◆ **Document section**:
|---|

Nair SJ, Daigle KL, DeCuir P, Lapin CD, Schramm CM. J Pediatr. 2005;147:797–801
PURPOSE OF THE STUDY. To assess how preevaluation pulmonary-function tests (PFTs) influenced management decisions in children with asthma, beyond what was obtained from history and physical examination alone.
STUDY POPULATION. Children with asthma (N = 367) aged 4 to 18 years.
METHODS. Physicians and nurse practitioners in the outpatient pulmonary office evaluated the children and made initial treatment recommendations before reviewing the specific spirometry results. Any changes based on the test results were documented.
RESULTS. Spirometry results were abnormal in 45% of the visits, related to underlying asthma severity but not to clinical findings. PFT results changed management decisions in 15% of the visits. This frequency was not affected by the patient's age, disease severity, symptom control, or examination findings. When spirometry results did not change treatment decisions, the provider was more likely to maintain therapy (58%) than to increase (17%) or decrease (24%) therapy. In contrast, when spirometry results did change treatment decisions, the provider was more likely to increase therapy (75%) than to maintain (20%) or decrease (5%) therapy.

|---|

◆ **Source information**:
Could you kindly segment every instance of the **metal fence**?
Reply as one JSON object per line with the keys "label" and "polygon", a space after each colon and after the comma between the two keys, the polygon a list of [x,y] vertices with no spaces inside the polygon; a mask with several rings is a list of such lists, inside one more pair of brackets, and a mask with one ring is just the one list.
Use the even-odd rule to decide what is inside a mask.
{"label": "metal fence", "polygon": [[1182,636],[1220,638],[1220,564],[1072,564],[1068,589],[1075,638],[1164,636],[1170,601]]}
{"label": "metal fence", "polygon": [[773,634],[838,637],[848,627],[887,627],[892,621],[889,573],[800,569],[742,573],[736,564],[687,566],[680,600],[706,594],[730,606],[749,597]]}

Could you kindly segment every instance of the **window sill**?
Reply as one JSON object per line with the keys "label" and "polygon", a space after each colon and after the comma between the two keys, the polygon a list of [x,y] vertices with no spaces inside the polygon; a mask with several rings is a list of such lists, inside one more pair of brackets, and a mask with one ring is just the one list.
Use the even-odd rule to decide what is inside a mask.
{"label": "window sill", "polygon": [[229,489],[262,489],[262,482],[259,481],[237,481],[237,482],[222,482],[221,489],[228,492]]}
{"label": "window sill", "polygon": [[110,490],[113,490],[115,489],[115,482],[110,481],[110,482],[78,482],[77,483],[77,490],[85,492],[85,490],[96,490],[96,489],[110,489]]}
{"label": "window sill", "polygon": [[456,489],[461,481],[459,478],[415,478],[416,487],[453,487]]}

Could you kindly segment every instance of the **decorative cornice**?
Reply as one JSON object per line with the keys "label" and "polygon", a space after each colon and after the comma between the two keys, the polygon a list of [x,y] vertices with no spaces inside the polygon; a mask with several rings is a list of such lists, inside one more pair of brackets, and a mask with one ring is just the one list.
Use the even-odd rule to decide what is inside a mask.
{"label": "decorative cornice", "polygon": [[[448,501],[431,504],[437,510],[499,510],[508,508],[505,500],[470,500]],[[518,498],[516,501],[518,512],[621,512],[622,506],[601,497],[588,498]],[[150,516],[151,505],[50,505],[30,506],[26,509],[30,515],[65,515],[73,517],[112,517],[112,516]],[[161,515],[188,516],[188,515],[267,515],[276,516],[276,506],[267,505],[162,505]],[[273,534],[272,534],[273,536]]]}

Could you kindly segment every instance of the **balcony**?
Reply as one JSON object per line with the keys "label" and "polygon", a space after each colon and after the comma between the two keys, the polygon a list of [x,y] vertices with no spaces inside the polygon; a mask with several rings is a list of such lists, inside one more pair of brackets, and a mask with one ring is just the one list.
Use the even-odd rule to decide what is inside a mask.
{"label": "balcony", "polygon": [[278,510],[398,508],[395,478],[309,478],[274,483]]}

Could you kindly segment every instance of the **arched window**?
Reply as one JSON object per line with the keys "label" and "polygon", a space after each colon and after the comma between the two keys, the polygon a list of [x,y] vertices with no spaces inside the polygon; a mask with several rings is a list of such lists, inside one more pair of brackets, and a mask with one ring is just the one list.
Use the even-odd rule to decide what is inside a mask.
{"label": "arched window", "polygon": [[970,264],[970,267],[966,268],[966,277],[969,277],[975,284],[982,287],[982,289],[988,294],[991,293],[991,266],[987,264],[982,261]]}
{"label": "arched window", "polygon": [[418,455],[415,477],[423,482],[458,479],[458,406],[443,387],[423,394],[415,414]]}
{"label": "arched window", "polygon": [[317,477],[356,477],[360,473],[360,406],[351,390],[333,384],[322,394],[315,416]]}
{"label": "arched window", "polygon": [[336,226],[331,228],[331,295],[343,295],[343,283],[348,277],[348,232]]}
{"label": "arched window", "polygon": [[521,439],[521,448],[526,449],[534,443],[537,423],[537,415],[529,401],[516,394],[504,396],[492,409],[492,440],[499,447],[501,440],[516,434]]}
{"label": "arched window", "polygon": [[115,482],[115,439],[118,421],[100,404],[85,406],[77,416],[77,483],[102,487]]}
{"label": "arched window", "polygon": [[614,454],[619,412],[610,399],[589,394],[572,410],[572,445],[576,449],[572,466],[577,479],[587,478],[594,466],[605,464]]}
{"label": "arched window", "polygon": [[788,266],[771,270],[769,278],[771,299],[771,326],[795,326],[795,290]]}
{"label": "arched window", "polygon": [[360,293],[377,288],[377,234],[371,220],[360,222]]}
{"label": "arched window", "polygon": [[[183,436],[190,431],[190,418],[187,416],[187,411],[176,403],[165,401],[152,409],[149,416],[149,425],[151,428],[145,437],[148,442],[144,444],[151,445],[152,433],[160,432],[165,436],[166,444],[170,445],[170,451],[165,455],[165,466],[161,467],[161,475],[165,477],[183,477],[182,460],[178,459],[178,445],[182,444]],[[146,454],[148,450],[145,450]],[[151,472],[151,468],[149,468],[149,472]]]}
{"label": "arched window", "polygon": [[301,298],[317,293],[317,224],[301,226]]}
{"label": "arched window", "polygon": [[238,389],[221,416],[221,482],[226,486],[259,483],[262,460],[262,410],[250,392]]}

|---|

◆ **Assigned task A**:
Answer these from the asthma spirometry abstract:
(i) How many children were in the study population?
(ii) In what percentage of visits were spirometry results abnormal?
(iii) When spirometry results changed treatment decisions, what percentage of the time did the provider increase therapy?
◆ **Assigned task B**:
Extend the asthma spirometry abstract from its last sentence.
The items above come from a different source than the asthma spirometry abstract.

◆ **Final answer A**:
(i) 367
(ii) 45%
(iii) 75%

◆ **Final answer B**:
CONCLUSIONS. Without PFTs, providers often overestimated the degree of asthma control. This incorrect assessment could have resulted in suboptimal therapy.
REVIEWER COMMENTS. This was a very practical clinical study that addressed a common clinical scenario that physicians who treat asthma face daily in clinical practice. Ideally, the patient's presenting clinical history, physical examination, and PFT result should all be factored into the final clinical decision regarding asthma therapy. The data from this investigation demonstrate that spirometry results were abnormal in almost one half of the visits, and this was related to underlying asthma severity and not clinical findings. When the spirometry results did not enter into the management decision, therapy was generally maintained; however, when spirometry results were factored in, the provider was more likely to increase therapy. With this in mind, proper interpretation of PFT data should help prevent overestimation of the degree of asthma control and help prevent suboptimal therapy. An obvious extension of this investigation would be the examination of serial PFTs in patients with asthma to identify clinically relevant trends in these data to assist in the best possible decision-making regarding ongoing asthma therapy and control.